But this isn’t about Twitter, or OAuth, or even those specific Ruby libraries. It’s about an antipattern I was reminded of while updating our code and reading the OAuth gem documentation. Here is how it suggests you start the authorization process in your Twitter client app:

@callback_url = "http://127.0.0.1:3000/oauth/callback"
@consumer = OAuth::Consumer.new("key", "secret", :site => "https://agree2")
@request_token = @consumer.get_request_token(:oauth_callback => @callback_url)
session[:request_token] = @request_token
redirect_to @request_token.authorize_url(:oauth_callback => @callback_url)

This code contains a bug that’s bitten me so many times it jumped right off the page:

session[:request_token] = @request_token

Here’s the bug: you just stored the Marshal.dump of some random object in the session. One day, you will refactor this object – change its class name, adjust its instance variables – and next time you deploy, no-one will be able to access your site. It doesn’t matter whether the session is stored in the cookie (and therefore on the user’s computer) or on your servers, the problem is that you’ve stored a representation of state that’s tightly coupled to its implementation.

A simple example

Let’s see this in action. Imagine we have a little Sinatra app with two endpoints. One of these endpoints puts an object in the session, and another one retrieves data from the stored object:

require 'sinatra'
set :sessions, true
set :session_secret, 'some very large random value'

class State
  def initialize(params = {})

§

• Given instruction 1: According to the excerpt, what gets stored in the session by the line "session[:request_token] = @request_token"?
The excerpt and the listing that follows it are separate material.

§

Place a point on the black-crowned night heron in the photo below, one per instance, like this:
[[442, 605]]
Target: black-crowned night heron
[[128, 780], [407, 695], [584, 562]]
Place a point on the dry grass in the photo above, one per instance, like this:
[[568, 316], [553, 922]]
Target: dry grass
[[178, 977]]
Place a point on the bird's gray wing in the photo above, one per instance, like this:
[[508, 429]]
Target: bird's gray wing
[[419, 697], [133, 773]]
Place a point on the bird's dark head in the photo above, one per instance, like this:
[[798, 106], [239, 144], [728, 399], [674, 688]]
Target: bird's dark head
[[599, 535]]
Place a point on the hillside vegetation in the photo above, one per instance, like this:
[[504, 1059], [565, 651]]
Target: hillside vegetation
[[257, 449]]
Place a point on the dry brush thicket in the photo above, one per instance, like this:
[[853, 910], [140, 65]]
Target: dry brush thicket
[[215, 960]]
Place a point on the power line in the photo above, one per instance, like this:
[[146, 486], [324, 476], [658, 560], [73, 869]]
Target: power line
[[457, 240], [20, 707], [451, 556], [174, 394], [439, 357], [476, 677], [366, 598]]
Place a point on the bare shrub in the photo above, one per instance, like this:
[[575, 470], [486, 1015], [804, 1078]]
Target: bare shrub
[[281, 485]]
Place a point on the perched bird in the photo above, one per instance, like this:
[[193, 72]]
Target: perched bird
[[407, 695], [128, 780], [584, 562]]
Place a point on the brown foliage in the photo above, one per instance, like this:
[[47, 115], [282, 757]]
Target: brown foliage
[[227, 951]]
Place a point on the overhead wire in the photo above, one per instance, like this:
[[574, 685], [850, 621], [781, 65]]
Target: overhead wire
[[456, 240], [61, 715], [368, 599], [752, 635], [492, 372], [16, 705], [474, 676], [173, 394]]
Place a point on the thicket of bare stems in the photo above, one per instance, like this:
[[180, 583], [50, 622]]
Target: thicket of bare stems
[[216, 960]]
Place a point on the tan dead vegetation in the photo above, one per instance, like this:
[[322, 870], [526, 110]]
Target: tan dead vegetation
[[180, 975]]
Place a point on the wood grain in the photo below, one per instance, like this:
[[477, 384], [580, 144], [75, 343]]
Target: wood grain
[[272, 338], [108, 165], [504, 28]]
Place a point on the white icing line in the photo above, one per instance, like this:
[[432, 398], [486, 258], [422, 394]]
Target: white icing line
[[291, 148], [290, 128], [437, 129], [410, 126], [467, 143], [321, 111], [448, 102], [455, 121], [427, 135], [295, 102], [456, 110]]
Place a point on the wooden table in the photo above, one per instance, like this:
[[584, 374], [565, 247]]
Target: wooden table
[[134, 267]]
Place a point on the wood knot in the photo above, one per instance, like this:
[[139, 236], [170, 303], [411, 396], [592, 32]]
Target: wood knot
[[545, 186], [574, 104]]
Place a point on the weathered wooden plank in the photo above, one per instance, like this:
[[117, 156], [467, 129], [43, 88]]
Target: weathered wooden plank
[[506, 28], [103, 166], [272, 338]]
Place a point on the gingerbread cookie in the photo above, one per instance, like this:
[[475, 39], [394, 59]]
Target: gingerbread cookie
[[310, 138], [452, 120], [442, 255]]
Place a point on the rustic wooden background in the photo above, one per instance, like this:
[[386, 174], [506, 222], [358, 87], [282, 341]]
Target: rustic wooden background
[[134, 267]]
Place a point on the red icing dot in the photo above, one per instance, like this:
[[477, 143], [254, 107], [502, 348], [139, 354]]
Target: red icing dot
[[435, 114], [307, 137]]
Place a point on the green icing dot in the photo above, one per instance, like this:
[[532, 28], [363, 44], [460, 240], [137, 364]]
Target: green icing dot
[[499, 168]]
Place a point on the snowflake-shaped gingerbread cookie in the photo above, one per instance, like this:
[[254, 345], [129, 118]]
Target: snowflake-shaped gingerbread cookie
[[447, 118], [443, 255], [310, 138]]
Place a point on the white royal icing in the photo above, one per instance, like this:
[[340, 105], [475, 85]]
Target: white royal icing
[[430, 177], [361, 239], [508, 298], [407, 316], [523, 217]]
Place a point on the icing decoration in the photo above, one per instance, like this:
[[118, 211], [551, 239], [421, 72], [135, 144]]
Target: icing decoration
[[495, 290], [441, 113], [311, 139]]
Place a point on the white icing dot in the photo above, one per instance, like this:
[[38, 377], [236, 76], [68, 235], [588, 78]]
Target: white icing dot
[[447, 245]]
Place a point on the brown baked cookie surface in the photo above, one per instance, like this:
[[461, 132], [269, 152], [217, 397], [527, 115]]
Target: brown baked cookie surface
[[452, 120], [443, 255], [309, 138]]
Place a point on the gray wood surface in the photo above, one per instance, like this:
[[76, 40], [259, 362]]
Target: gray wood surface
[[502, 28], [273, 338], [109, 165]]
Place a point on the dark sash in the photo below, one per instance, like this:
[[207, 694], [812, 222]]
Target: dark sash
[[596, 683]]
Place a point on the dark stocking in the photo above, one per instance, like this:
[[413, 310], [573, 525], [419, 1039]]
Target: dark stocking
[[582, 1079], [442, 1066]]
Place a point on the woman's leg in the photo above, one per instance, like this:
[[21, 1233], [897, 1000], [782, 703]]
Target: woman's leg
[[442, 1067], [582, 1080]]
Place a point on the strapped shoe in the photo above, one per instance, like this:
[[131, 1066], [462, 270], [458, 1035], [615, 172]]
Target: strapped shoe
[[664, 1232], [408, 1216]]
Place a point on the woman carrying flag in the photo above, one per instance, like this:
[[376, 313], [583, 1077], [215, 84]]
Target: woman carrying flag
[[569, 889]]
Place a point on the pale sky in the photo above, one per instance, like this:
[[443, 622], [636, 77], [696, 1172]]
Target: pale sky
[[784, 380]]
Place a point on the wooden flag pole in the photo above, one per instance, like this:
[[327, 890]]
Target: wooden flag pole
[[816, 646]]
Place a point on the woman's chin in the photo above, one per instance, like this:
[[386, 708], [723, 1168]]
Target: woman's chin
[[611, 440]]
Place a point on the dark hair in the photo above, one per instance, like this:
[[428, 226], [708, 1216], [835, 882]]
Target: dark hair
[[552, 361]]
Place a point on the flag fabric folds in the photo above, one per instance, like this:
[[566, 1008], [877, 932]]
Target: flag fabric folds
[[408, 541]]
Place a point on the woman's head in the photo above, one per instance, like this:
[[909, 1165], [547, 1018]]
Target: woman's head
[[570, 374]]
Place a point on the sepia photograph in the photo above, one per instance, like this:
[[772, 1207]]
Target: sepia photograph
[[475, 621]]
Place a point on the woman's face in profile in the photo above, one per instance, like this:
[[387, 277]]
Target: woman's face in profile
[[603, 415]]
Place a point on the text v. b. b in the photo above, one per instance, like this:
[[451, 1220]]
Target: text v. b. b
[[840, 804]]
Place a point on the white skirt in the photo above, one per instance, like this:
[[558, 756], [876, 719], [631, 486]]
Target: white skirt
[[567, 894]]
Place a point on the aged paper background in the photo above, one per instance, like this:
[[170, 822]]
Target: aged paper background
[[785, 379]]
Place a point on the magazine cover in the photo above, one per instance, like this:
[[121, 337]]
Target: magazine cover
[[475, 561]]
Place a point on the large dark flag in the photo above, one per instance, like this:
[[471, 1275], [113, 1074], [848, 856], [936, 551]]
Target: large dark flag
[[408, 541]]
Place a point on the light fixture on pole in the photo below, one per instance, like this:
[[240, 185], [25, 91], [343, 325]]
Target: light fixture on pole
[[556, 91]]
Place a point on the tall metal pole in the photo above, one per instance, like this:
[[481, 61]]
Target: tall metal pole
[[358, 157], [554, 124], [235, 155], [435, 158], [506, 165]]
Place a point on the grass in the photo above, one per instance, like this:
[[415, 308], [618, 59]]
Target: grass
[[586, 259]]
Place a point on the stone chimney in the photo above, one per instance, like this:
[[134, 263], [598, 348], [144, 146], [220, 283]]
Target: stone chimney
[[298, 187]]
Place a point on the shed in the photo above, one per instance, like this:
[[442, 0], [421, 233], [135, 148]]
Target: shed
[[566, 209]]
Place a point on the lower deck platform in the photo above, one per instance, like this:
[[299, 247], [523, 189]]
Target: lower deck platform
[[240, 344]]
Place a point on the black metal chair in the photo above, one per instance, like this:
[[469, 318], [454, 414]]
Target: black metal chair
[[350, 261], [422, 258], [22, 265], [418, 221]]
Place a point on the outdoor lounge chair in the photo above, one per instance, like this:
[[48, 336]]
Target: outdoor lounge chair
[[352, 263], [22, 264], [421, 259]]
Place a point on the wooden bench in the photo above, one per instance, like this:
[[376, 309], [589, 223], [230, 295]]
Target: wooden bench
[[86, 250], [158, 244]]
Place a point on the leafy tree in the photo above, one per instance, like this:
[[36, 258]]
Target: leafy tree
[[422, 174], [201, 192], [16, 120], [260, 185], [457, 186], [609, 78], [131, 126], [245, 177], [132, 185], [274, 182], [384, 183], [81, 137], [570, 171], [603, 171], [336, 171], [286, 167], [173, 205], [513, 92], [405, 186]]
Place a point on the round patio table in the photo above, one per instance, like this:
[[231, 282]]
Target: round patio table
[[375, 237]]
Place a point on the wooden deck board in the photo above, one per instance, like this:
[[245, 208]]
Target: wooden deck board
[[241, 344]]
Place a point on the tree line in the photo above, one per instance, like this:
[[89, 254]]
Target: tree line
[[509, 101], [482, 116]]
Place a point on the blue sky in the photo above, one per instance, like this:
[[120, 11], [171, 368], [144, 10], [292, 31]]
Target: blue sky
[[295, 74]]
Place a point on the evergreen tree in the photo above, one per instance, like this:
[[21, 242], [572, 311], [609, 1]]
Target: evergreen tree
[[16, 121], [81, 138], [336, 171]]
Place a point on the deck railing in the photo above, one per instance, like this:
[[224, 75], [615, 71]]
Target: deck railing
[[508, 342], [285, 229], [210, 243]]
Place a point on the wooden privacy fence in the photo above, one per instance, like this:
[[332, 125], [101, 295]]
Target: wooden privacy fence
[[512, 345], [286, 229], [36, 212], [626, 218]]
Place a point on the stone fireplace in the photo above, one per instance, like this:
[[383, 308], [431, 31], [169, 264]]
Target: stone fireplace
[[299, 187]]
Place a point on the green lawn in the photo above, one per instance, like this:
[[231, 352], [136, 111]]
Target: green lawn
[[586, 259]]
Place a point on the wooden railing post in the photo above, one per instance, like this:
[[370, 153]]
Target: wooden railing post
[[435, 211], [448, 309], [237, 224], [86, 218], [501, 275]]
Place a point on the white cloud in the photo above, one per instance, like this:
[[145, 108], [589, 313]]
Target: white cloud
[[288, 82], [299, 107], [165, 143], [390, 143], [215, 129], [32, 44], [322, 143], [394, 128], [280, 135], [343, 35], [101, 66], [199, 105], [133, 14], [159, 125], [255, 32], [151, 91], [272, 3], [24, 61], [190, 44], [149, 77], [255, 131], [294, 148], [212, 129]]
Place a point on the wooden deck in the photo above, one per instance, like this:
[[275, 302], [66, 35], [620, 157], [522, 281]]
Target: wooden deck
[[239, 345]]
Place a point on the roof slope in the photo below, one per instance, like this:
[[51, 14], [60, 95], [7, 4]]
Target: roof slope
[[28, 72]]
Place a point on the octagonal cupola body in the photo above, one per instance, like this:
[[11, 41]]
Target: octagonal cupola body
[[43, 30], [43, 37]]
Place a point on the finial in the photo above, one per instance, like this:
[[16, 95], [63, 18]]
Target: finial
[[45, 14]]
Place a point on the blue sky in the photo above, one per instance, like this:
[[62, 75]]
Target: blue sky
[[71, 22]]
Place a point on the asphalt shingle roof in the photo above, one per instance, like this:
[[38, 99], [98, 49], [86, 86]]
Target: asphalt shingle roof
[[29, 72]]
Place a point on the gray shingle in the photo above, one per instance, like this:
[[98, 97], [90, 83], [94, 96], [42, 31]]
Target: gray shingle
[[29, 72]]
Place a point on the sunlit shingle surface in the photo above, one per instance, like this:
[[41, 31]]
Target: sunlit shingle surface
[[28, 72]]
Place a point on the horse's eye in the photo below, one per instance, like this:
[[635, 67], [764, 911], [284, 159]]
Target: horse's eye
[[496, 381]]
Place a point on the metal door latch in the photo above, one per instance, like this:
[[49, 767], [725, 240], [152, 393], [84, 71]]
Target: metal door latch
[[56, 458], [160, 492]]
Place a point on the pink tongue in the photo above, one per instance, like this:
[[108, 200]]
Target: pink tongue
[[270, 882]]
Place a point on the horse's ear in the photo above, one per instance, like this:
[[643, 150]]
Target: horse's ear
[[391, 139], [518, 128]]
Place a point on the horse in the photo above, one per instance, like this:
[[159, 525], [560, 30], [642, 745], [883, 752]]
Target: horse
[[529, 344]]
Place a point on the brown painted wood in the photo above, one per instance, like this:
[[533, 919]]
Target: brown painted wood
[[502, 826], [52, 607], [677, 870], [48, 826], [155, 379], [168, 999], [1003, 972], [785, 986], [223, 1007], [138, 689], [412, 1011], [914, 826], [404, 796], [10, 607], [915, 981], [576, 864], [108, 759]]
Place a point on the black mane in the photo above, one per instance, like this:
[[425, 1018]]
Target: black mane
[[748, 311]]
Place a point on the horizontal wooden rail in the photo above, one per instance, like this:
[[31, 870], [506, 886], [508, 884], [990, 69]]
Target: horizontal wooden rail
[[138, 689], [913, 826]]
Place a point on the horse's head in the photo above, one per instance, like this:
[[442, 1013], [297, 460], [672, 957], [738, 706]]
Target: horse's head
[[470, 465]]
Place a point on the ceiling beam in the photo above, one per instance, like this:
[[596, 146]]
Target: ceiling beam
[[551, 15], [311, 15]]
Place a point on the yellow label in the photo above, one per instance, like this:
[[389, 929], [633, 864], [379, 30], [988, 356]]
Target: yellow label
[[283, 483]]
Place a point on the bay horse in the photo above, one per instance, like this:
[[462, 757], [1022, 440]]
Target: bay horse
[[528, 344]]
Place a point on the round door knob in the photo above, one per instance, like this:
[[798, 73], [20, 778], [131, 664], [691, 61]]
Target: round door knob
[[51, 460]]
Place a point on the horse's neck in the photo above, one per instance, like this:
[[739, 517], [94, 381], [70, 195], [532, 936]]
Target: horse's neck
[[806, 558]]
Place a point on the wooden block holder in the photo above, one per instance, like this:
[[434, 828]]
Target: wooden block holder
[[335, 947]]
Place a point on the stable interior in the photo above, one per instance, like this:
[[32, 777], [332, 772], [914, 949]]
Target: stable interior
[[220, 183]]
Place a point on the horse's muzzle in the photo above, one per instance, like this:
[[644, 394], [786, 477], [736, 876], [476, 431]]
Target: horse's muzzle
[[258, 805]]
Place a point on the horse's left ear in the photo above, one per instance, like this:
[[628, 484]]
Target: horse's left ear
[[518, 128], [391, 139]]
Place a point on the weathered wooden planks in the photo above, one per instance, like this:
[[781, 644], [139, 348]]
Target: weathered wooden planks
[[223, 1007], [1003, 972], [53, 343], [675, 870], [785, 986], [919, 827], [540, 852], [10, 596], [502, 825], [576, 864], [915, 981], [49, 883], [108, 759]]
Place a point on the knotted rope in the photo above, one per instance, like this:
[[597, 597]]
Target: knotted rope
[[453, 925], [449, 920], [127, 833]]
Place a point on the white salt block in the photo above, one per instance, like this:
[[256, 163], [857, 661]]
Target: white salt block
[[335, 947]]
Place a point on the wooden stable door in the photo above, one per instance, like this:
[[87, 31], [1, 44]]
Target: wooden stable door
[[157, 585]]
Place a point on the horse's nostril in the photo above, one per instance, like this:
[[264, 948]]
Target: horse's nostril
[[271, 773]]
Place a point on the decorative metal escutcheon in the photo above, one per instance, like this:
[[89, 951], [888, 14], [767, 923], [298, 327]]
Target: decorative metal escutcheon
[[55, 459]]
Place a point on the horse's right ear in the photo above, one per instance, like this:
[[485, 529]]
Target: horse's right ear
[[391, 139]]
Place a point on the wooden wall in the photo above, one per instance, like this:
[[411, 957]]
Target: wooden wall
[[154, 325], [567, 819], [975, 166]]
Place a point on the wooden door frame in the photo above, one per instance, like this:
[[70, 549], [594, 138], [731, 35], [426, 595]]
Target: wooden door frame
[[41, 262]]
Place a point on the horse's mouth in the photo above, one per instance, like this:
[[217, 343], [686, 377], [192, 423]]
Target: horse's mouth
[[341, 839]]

§

• Given instruction 2: Reproduce the listing in full, starting with the line containing "Place a point on the decorative" and going on through the line containing "[[55, 459]]". Shift every answer coordinate in that range by adding 99 to it.

• Solution 1: The Marshal.dump of some random object.

• Solution 2:
Place a point on the decorative metal escutcheon in the photo above, one per instance, like this:
[[89, 951], [888, 14], [767, 923], [298, 327]]
Target: decorative metal escutcheon
[[154, 558]]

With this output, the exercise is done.